Text passage:
-------

## <h1 align=center><font size = 7>Applied Data Science Capstone <br><font size = 5> Part 2: Segmenting and Clustering in Toronto <br> Adding latitude and longitude</font></h1>



For this part of the assignment it is required to get the latitude and longitude of the neighbourhoods given the postal code.

I will summarize the code used on the previous part to save time and space:

In [137]:
#Load Pandas
import pandas as pd

#Creation of the url containing the data:
url = 'https://en.wikipedia.org/wiki/List_of_postal_codes_of_Canada:_M'

#Reading the url and storing it on a list df:
data_raw = pd.read_html(url)
df = data_raw[0]

#Filtering out the not assigned boroughs:
df = df[df["Borough"] != "Not assigned"].reset_index(drop = True)
df

Unnamed: 0,Postal Code,Borough,Neighbourhood
0,M3A,North York,Parkwoods
1,M4A,North York,Victoria Village
2,M5A,Downtown Toronto,"Regent Park, Harbourfront"
3,M6A,North York,"Lawrence Manor, Lawrence Heights"
4,M7A,Downtown Toronto,"Queen's Park, Ontario Provincial Government"
...,...,...,...
98,M8X,Etobicoke,"The Kingsway, Montgomery Road, Old Mill North"
99,M4Y,Downtown Toronto,Church and Wellesley
100,M7Y,East Toronto,"Business reply mail Processing Centre, South C..."
101,M8Y,Etobicoke,"Old Mill South, King's Mill Park, Sunnylea, Hu..."

-------

Material provided:
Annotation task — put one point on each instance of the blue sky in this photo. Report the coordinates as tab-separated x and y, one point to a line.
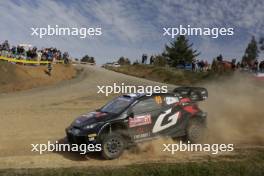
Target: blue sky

-------

Written instruction A: In the Toronto clustering notebook, which Borough value does the code filter out?
Written instruction B: Write the next part of the Toronto postal code notebook, picking up after its final line.

Written reply A: "Not assigned"

Written reply B:
I tried using the geocoder option, I wasn't able to get it to work using the code supplied. So I'm using the dataframe supplied.

In [138]:
#Importing the postal code dataframe
url2 = 'https://cocl.us/Geospatial_data'
postal_df = pd.read_csv(url2)

I verify the shape of the supplied dataframe is compatible with the data frame I got on the first part:

In [139]:
postal_df.shape

(103, 3)

Since the number of rows is the same as the dataframe I created on the first part, the dataframes can be combined.

In [140]:
postal_df

Unnamed: 0,Postal Code,Latitude,Longitude
0,M1B,43.806686,-79.194353
1,M1C,43.784535,-79.160497
2,M1E,43.763573,-79.188711
3,M1G,43.770992,-79.216917
4,M1H,43.773136,-79.239476
...,...,...,...
98,M9N,43.706876,-79.518188
99,M9P,43.696319,-79.532242
100,M9R,43.688905,-79.554724
101,M9V,43.739416,-79.588437


In order to add the latitude and longitude columns according to the postal code, I will first create empty columns on the `df` dataframe.

In [149]:
df['Latitude'] = ""
df['Longitude'] = ""
df

Unnamed: 0,Postal Code,Borough,Neighbourhood,Latitude,Longitude
0,M3A,North York,Parkwoods,,
1,M4A,North York,Victoria Village,,
2,M5A,Downtown Toronto,"Regent Park, Harbourfront",,
3,M6A,North York,"Lawrence Manor, Lawrence Heights",,
4,M7A,Downtown Toronto,"Queen's Park, Ontario Provincial Government",,
...,...,...,...,...,...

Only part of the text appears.